YOUR INSTRUCTIONS: Find each line in the material below that contains the word "black", and copy those lines.

(Some records)
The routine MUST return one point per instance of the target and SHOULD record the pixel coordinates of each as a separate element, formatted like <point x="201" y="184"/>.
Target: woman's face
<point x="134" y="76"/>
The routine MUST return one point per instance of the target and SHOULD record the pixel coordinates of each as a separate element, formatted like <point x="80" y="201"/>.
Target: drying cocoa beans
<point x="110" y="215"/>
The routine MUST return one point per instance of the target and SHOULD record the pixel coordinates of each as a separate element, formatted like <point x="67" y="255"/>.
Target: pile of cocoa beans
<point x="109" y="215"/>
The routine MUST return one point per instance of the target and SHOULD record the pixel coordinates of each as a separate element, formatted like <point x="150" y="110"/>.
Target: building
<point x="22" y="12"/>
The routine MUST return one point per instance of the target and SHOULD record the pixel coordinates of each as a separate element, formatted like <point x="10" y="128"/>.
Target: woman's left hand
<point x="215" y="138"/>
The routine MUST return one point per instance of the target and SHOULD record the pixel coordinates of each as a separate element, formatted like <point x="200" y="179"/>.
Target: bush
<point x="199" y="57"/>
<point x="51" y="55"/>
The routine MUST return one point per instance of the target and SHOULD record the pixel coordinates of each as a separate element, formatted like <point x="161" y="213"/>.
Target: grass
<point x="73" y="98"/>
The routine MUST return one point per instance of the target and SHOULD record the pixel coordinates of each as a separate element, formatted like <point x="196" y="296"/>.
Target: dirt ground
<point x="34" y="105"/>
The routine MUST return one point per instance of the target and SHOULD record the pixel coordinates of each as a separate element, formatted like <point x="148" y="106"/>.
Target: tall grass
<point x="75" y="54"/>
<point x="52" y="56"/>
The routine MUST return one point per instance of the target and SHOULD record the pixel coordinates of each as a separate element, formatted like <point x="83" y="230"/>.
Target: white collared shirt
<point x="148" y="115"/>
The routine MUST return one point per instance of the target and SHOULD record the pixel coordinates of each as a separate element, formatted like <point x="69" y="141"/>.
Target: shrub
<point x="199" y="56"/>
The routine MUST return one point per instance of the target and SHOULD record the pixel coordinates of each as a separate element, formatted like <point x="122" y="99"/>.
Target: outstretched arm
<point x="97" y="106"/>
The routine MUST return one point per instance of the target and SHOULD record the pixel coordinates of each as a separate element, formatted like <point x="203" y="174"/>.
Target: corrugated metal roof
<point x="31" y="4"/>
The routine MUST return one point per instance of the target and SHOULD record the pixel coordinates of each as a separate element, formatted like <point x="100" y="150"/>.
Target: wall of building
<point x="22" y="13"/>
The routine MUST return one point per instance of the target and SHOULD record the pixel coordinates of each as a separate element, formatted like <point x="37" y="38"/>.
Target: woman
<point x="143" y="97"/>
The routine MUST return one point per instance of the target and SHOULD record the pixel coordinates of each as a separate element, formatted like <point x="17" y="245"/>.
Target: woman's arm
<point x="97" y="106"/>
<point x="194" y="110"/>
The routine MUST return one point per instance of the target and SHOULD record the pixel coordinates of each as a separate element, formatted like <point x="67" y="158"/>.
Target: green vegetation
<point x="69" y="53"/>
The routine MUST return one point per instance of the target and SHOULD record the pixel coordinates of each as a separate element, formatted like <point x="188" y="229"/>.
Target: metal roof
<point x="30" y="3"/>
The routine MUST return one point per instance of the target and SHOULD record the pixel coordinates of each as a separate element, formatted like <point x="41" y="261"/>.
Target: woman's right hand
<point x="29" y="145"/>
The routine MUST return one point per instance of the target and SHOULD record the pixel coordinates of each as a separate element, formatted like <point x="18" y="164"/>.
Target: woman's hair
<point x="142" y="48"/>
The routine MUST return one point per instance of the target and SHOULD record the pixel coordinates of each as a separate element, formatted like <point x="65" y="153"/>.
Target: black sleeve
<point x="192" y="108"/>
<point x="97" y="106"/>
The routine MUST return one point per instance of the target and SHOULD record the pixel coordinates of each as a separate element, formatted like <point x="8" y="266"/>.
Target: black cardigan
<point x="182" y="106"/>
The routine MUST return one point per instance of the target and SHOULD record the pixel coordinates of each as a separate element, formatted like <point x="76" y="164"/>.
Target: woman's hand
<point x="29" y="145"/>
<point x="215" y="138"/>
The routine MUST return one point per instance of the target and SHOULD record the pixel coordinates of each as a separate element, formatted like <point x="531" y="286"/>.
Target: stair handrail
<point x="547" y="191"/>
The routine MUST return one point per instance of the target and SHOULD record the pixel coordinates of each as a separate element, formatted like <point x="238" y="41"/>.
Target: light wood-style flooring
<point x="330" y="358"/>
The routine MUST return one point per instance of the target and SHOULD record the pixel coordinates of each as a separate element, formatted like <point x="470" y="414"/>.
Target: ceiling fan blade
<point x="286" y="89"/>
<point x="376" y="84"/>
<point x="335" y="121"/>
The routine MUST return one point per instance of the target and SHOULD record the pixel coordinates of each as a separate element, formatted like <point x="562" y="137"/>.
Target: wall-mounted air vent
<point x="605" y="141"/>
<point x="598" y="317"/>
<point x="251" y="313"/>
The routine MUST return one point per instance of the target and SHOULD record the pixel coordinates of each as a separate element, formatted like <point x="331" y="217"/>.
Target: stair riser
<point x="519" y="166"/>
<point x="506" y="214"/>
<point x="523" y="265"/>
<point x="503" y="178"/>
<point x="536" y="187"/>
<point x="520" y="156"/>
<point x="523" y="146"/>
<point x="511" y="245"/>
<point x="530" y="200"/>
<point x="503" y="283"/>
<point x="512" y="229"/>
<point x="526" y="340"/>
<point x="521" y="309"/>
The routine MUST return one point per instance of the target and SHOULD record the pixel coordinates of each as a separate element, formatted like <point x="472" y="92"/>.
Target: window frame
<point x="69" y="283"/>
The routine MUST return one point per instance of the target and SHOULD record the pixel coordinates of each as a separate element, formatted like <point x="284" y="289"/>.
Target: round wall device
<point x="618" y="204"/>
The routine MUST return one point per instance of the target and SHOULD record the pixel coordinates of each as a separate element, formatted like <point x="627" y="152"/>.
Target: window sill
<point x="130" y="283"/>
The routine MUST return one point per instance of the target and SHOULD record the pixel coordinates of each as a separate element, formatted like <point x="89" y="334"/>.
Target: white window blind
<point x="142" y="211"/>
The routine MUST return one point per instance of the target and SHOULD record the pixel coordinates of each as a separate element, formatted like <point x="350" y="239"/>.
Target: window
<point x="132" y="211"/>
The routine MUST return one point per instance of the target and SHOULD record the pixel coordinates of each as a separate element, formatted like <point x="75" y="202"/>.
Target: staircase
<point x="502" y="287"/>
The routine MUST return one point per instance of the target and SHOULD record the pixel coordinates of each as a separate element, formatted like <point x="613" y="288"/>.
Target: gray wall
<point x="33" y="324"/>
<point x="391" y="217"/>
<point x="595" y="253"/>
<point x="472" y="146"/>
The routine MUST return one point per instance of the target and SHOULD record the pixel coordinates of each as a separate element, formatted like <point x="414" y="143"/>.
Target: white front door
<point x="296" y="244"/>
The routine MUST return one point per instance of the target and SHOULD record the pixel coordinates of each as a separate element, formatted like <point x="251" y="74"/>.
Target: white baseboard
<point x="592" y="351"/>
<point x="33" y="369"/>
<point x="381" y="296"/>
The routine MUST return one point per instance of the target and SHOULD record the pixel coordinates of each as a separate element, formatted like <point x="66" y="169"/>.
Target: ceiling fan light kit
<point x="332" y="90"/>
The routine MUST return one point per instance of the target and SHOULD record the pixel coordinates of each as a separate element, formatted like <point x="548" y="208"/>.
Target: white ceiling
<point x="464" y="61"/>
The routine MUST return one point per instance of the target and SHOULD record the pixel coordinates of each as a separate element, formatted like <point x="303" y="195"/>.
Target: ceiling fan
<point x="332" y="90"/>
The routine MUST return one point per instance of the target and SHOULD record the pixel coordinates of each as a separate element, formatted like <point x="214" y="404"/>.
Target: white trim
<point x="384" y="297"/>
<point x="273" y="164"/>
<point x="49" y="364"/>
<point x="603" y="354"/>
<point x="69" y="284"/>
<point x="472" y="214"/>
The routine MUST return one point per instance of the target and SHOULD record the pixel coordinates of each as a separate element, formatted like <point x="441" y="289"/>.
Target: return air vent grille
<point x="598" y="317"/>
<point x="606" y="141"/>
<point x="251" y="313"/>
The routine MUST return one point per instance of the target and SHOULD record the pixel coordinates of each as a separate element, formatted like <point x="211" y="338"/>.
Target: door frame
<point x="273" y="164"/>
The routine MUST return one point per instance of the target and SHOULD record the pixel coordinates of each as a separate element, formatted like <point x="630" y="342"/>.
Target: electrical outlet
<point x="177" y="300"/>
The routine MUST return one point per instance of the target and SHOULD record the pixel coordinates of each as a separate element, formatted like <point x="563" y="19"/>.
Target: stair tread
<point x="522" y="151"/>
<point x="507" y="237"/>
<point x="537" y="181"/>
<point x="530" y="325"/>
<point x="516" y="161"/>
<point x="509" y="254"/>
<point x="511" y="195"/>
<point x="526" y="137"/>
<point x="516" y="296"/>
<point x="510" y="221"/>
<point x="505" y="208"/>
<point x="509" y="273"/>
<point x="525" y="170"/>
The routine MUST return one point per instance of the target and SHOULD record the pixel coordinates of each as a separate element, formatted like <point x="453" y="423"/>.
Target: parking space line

THE COMPLETED TASK:
Target: black sleeve
Target: black cardigan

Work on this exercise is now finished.